*What you need to do*: Return the lines starting at the beginning of the items and ending at the line that contains "[0, 161, 690, 450]", with both ends included, repeated exactly as they appear.

*Dataset excerpts*:
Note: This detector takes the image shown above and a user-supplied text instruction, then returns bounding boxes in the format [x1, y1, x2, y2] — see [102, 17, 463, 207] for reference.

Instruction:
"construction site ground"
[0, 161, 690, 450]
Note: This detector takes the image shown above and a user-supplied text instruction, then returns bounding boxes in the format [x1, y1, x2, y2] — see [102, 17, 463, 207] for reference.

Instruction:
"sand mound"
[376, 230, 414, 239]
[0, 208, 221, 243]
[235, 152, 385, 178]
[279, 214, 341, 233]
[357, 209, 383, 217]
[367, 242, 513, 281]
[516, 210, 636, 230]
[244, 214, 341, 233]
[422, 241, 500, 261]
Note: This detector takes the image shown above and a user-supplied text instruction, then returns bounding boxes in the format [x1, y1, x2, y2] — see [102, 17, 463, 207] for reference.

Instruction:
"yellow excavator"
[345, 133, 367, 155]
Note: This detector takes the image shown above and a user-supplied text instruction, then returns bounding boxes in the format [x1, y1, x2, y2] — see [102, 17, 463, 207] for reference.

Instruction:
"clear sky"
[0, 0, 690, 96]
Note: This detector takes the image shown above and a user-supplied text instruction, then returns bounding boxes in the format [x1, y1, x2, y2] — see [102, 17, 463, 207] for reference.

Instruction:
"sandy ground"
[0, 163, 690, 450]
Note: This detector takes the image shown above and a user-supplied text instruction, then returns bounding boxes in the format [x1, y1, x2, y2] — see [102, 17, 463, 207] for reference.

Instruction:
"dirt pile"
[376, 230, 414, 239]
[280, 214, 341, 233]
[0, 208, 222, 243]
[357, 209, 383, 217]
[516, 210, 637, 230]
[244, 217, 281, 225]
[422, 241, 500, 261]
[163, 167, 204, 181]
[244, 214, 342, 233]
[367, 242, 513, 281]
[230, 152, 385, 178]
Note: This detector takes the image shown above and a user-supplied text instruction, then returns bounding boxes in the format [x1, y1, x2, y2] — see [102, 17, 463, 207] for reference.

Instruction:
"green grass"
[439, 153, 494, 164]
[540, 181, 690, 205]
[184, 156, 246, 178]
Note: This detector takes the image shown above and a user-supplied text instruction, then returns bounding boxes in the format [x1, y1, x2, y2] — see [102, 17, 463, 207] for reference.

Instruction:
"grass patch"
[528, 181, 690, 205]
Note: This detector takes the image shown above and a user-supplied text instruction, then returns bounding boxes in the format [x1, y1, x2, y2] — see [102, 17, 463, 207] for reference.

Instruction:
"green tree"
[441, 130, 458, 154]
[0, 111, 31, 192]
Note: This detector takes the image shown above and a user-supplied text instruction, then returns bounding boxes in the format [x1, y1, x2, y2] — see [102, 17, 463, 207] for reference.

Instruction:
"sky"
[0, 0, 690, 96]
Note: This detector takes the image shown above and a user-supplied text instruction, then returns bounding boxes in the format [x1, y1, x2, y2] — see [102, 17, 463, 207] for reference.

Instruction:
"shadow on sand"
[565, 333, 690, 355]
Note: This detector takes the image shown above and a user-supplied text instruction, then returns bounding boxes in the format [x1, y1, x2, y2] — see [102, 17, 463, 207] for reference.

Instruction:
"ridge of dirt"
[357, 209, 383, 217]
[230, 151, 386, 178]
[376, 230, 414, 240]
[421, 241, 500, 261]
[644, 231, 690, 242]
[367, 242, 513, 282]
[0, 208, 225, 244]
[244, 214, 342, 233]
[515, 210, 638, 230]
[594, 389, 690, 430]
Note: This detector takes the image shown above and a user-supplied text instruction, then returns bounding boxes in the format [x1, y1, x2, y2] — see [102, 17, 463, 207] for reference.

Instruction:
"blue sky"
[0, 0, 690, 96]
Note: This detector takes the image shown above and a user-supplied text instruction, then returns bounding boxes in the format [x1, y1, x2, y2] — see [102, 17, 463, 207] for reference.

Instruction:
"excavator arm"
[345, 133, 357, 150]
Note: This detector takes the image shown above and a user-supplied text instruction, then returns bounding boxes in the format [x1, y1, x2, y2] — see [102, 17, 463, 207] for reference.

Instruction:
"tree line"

*Exercise result*:
Note: This detector takes the image shown above and a user-supplied text instruction, then returns bounding boxes in the format [x1, y1, x2, y2] — see [102, 17, 463, 207] for reference.

Instruction:
"construction site ground"
[0, 161, 690, 450]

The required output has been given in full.